*** Stored data ***

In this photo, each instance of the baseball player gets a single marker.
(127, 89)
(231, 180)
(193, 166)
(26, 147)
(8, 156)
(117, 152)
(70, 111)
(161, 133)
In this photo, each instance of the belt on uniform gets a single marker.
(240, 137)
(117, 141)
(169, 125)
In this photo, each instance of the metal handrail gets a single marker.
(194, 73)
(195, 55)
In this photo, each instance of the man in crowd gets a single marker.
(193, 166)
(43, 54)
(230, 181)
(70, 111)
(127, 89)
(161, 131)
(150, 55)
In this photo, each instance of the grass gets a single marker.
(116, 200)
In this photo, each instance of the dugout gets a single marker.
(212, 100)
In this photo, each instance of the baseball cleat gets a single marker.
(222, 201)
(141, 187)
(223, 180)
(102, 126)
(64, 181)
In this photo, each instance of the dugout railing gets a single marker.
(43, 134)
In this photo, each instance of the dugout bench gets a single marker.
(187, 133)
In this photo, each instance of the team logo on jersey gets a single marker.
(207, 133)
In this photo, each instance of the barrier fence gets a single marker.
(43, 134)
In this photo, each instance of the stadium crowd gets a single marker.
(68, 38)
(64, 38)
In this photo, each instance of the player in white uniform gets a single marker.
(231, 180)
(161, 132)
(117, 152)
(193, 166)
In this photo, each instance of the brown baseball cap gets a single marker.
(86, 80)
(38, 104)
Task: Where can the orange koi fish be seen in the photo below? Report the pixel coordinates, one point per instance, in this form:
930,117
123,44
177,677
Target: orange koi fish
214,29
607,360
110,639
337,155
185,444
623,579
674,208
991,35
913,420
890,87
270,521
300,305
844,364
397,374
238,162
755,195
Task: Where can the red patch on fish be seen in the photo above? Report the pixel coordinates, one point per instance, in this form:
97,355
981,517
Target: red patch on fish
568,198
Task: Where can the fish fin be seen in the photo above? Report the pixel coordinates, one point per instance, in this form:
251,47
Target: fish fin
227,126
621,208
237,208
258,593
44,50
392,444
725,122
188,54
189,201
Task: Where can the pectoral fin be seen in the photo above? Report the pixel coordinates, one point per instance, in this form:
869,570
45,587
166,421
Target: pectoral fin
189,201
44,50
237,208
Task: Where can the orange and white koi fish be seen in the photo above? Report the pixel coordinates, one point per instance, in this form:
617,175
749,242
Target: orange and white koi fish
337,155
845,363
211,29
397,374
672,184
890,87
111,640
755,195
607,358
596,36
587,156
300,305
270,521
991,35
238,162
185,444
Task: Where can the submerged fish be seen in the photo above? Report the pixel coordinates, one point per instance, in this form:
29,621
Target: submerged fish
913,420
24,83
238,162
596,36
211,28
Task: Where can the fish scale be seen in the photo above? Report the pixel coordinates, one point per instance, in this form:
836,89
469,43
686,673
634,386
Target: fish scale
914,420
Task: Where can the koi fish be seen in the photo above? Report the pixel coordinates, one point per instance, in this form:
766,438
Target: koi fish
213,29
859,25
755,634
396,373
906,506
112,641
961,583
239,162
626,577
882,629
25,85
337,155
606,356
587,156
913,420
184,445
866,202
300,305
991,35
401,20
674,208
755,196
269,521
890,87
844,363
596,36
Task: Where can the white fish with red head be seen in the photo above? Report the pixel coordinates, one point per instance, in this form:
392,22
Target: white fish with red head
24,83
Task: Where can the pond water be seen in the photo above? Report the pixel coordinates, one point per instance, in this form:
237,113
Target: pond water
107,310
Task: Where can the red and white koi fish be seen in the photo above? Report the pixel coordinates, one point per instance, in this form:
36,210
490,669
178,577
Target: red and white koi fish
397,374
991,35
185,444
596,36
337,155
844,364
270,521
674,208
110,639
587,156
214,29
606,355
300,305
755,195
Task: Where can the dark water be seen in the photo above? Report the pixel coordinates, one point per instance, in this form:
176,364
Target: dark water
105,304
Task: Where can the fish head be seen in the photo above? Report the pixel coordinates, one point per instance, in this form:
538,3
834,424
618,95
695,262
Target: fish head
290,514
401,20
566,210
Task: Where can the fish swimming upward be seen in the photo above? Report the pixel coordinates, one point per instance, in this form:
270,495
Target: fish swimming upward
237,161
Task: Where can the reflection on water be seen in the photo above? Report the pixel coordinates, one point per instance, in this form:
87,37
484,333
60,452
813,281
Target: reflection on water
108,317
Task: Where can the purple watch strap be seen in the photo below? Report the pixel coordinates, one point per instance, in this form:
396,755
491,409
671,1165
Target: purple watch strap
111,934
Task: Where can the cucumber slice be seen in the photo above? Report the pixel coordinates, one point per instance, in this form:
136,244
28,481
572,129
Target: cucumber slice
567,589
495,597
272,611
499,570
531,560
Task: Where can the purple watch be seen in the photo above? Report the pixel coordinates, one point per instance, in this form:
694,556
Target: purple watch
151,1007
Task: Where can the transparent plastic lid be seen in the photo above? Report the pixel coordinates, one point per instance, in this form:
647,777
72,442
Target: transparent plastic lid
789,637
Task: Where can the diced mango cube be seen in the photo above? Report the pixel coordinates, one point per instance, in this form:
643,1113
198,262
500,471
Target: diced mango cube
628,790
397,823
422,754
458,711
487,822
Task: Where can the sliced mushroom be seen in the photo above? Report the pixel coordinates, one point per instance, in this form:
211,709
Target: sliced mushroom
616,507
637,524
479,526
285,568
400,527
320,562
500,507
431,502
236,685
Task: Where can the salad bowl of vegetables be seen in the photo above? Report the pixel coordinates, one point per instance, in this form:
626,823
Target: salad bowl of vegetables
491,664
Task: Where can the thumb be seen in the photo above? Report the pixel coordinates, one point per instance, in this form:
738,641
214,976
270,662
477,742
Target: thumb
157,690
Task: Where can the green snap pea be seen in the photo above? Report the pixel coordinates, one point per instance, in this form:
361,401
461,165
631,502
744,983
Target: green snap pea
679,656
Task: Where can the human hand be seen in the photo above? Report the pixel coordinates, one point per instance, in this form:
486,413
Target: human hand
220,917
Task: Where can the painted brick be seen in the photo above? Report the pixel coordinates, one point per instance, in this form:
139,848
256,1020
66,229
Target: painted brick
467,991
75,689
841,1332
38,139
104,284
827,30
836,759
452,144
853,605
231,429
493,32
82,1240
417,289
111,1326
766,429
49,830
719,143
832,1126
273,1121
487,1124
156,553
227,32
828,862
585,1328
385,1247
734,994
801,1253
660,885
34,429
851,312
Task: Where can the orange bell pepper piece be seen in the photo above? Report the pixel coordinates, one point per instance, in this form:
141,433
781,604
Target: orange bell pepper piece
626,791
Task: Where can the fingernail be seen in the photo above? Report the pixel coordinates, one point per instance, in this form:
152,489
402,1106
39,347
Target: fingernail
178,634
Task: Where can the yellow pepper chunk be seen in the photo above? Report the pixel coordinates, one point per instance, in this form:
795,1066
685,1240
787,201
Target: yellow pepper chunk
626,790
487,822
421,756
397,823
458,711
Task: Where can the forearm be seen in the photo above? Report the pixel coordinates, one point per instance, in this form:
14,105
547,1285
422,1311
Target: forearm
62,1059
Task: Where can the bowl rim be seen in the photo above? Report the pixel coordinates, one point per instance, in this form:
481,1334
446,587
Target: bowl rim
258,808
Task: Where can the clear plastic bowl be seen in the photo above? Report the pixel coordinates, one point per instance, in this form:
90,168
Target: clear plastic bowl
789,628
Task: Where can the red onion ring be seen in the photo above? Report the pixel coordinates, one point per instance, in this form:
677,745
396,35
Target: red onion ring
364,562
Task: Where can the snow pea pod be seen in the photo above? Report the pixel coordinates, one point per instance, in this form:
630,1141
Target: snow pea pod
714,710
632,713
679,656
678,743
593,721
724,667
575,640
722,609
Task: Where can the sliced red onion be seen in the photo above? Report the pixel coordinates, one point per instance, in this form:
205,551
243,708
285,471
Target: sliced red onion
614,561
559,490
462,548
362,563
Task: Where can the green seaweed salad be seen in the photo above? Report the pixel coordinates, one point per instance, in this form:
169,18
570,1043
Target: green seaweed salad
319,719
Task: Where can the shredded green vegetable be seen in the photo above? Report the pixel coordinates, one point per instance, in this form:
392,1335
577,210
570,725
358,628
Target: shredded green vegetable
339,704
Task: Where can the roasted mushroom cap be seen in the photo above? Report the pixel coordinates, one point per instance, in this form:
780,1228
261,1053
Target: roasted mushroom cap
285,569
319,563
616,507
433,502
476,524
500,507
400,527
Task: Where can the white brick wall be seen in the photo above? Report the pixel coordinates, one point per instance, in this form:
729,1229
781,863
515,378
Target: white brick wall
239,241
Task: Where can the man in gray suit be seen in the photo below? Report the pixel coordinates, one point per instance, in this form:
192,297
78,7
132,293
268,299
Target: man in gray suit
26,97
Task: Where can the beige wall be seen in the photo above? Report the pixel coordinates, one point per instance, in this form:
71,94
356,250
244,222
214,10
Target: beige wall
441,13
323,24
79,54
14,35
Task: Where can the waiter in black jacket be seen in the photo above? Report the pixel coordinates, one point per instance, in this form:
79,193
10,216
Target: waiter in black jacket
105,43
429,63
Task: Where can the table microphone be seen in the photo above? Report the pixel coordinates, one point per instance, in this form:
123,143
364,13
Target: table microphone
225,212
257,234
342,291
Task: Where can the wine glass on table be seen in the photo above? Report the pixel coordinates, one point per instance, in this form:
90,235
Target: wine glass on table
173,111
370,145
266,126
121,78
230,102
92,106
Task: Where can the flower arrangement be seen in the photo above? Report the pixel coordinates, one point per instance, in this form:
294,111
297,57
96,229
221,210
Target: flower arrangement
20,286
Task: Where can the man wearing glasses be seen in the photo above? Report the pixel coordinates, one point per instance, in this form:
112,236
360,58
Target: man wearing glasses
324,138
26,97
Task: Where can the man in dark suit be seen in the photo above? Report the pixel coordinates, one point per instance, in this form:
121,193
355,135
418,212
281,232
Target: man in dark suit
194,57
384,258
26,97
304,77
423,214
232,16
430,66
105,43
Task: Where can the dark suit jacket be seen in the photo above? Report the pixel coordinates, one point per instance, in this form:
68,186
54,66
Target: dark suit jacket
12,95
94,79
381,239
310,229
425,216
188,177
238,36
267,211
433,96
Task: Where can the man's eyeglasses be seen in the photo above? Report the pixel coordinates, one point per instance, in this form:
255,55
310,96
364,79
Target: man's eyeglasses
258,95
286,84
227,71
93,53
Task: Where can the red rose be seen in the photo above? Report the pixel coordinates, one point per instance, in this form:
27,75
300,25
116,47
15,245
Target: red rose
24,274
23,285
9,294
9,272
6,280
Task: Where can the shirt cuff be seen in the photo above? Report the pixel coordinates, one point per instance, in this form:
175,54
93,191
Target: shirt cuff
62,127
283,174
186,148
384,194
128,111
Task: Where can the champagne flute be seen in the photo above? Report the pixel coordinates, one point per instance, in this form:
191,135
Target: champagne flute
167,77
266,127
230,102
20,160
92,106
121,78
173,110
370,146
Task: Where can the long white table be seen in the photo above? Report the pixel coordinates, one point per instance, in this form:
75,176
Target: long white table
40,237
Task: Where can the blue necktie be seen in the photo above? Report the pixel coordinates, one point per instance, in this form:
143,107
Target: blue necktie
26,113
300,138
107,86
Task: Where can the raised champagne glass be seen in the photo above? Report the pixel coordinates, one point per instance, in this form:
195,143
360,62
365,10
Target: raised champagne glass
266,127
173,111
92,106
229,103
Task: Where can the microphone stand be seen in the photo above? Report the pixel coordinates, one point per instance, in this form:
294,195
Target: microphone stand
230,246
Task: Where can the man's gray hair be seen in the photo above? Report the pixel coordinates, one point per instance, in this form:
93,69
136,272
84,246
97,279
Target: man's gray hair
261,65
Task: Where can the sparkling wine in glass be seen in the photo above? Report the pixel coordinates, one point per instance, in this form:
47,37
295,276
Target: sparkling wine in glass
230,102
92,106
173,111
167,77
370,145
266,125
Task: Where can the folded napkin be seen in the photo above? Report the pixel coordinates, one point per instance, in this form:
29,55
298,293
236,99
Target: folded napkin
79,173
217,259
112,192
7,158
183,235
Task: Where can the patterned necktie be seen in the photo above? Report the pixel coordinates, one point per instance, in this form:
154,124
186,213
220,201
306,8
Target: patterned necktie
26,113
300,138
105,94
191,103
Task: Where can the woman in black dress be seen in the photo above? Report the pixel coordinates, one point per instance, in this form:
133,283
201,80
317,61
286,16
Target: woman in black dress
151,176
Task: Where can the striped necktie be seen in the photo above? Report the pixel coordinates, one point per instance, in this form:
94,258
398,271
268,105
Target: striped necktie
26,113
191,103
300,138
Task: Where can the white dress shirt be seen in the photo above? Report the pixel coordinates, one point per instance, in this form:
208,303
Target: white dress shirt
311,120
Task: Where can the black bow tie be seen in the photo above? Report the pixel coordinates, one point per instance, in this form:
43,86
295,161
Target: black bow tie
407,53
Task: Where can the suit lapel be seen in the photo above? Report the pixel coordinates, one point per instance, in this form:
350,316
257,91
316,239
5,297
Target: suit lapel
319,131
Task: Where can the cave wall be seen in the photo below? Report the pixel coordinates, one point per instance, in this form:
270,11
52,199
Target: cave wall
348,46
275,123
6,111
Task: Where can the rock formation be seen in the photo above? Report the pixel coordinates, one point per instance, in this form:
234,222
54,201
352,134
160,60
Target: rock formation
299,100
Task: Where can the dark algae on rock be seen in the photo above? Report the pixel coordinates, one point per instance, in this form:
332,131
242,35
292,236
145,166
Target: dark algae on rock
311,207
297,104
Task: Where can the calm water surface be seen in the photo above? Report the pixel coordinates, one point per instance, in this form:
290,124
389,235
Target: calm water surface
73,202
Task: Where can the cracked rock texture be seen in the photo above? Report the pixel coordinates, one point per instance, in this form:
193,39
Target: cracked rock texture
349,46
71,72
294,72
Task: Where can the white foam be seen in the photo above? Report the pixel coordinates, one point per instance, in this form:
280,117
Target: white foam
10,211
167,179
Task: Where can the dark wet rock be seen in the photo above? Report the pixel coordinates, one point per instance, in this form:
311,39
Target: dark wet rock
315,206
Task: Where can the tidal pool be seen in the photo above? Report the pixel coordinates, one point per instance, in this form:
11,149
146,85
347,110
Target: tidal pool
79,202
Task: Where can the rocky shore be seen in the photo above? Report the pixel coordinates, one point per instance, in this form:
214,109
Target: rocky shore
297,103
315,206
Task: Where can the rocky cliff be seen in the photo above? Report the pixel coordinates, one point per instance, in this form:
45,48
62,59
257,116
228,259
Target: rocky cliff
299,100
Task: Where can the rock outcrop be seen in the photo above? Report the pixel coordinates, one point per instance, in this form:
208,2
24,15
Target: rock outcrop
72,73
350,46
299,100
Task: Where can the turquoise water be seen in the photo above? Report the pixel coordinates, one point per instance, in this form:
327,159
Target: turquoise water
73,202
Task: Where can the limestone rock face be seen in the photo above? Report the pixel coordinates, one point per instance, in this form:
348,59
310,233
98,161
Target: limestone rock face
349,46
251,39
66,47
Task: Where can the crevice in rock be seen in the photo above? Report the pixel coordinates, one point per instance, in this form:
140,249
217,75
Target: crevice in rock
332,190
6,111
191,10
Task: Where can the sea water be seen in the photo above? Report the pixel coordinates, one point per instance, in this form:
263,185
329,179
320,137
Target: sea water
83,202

*** End of Stored data ***

Going through the entries above, report how many lines contain the word "below", with no other text.

4